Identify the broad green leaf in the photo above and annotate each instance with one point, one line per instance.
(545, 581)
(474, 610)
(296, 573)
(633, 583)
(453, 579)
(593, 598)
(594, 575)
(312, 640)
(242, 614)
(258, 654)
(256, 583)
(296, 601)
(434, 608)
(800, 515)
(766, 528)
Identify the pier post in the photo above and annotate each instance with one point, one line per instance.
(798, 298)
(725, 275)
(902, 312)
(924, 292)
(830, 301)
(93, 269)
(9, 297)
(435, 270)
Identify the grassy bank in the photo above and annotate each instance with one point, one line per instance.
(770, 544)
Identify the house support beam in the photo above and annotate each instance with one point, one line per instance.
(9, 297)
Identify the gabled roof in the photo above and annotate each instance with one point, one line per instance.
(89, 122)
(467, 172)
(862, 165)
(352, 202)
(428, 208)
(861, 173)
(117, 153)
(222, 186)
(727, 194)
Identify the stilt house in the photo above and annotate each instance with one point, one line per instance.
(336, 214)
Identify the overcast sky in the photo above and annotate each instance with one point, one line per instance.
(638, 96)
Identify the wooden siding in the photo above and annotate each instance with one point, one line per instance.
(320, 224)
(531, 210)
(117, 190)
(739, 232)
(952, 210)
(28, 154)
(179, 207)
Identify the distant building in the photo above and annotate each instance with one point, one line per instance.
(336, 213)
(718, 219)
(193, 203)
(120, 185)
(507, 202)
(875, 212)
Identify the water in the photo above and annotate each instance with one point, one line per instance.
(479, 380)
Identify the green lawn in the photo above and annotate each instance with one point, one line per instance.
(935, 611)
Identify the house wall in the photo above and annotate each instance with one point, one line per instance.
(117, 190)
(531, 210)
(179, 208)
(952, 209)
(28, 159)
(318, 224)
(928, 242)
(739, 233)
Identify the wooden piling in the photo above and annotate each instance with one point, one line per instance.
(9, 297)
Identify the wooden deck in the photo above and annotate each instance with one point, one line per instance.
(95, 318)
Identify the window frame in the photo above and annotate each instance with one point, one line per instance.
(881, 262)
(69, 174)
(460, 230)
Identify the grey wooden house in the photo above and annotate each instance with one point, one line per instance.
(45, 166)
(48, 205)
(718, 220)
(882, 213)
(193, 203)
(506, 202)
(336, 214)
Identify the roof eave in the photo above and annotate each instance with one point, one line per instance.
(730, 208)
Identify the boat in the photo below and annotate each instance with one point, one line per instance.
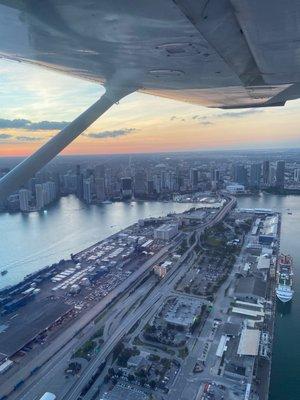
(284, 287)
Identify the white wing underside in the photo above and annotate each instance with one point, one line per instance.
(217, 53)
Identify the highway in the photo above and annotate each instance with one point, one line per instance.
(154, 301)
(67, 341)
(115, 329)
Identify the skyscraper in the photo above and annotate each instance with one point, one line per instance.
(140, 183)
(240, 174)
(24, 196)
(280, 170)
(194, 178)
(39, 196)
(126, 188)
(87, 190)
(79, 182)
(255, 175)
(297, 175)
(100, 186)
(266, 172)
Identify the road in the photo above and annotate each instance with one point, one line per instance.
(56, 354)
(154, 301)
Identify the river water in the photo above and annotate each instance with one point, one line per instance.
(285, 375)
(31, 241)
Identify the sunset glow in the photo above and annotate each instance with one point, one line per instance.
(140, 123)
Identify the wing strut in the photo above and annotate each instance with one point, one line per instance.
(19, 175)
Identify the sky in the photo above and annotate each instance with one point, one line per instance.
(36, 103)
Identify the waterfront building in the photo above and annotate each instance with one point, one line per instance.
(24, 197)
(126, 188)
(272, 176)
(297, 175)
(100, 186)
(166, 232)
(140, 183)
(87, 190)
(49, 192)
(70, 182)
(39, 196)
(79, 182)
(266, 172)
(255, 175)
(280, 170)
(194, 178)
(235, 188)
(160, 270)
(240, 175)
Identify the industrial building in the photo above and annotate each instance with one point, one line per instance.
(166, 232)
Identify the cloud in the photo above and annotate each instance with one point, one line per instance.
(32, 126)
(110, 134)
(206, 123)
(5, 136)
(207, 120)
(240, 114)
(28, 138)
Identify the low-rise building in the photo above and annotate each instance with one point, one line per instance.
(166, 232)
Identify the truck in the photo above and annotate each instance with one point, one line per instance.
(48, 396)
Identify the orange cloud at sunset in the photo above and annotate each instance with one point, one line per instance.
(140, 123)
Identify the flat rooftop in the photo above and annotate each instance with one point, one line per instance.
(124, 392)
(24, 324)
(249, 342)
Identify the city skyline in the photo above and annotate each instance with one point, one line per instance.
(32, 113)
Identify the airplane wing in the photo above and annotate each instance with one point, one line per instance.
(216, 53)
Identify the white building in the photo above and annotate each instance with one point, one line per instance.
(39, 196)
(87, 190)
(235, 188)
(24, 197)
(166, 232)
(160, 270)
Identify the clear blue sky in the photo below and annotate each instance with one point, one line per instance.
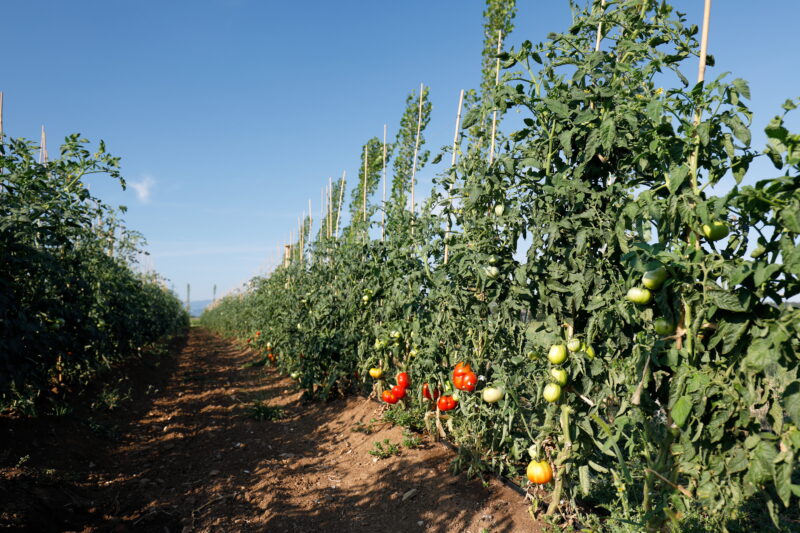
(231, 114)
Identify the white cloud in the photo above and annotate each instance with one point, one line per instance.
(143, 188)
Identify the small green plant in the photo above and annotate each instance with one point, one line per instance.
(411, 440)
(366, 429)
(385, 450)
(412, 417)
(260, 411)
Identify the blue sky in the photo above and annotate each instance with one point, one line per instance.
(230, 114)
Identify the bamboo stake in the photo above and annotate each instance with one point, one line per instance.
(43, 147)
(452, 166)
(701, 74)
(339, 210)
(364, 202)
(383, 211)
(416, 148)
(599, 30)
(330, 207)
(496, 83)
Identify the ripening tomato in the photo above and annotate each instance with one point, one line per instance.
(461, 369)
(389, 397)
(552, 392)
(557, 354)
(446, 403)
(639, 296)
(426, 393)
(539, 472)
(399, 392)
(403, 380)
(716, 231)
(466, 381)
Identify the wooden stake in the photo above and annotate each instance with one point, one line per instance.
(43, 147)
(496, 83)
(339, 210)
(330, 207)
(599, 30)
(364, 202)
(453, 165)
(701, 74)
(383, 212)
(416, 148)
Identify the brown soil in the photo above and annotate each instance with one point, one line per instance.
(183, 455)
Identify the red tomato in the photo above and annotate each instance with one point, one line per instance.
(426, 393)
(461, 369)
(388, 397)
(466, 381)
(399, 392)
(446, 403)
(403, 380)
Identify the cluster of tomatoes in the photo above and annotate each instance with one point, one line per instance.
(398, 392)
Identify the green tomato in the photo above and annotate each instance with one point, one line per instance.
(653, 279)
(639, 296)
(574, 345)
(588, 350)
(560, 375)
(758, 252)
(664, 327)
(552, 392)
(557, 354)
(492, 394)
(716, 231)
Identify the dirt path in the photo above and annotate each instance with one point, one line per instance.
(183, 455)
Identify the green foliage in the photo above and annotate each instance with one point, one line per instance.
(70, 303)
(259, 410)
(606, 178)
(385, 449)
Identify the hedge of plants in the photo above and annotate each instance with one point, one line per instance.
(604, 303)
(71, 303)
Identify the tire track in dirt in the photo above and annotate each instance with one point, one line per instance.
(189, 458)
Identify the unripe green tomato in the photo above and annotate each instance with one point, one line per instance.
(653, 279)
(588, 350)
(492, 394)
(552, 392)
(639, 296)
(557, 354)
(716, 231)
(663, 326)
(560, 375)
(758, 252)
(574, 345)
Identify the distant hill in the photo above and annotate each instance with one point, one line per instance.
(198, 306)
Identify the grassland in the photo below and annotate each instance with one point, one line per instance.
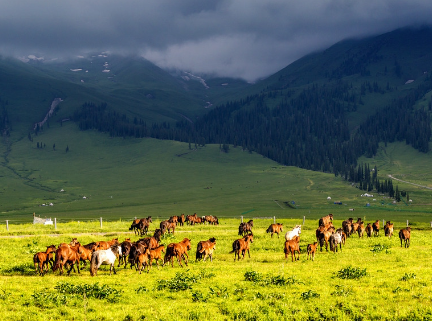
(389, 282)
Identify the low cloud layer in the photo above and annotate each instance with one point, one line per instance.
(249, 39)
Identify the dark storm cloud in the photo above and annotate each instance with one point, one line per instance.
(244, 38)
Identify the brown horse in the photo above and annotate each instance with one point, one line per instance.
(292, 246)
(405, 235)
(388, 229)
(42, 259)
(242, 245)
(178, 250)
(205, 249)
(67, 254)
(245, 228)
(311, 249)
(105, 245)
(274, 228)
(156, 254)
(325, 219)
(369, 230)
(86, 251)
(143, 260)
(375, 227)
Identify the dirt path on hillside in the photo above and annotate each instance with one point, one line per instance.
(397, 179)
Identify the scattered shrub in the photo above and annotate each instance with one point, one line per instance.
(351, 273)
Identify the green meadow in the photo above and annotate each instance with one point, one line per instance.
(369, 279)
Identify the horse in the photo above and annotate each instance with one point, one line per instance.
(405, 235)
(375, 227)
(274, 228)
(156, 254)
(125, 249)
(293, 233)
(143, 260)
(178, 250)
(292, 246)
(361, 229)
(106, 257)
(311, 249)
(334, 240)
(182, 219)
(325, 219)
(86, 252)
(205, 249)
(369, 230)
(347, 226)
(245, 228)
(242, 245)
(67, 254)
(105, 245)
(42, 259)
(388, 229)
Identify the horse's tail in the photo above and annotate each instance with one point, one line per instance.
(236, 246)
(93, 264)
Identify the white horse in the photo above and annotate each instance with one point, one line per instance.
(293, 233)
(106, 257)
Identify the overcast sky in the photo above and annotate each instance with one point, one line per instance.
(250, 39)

☆ ☆ ☆ ☆ ☆

* **TASK PROMPT**
What is needed is an exact copy of the lines from the one containing "Identify the dirt path on" through the last line of the records above, both included.

* **WRITTEN RESPONSE**
Identify the dirt path on hillside in the photo above and annotate each instance with one point, one line per instance.
(397, 179)
Identify the scattered shrub in the photo above and annotate each instance with one point, one line per instance.
(351, 273)
Identify the green meadow in the photo above and annotate each instance with one point, one line per instance.
(369, 279)
Identify the horse in the photo above and annotate each instance with one point, one line per instance.
(405, 235)
(375, 227)
(274, 228)
(156, 254)
(125, 249)
(293, 233)
(143, 260)
(178, 250)
(292, 246)
(361, 229)
(106, 257)
(311, 249)
(334, 240)
(182, 219)
(325, 219)
(86, 252)
(205, 249)
(369, 230)
(347, 226)
(245, 228)
(242, 245)
(67, 254)
(105, 245)
(42, 259)
(388, 229)
Identify the horse's tail in the photo above and annotate each instance with one point, one line per instance.
(236, 246)
(93, 264)
Identify the white horse in the photo above and annotate each instance with one point, one line per instance.
(293, 233)
(106, 257)
Identify the overcast sky in the photo above and annotate each instance with one point, one line per instance.
(250, 39)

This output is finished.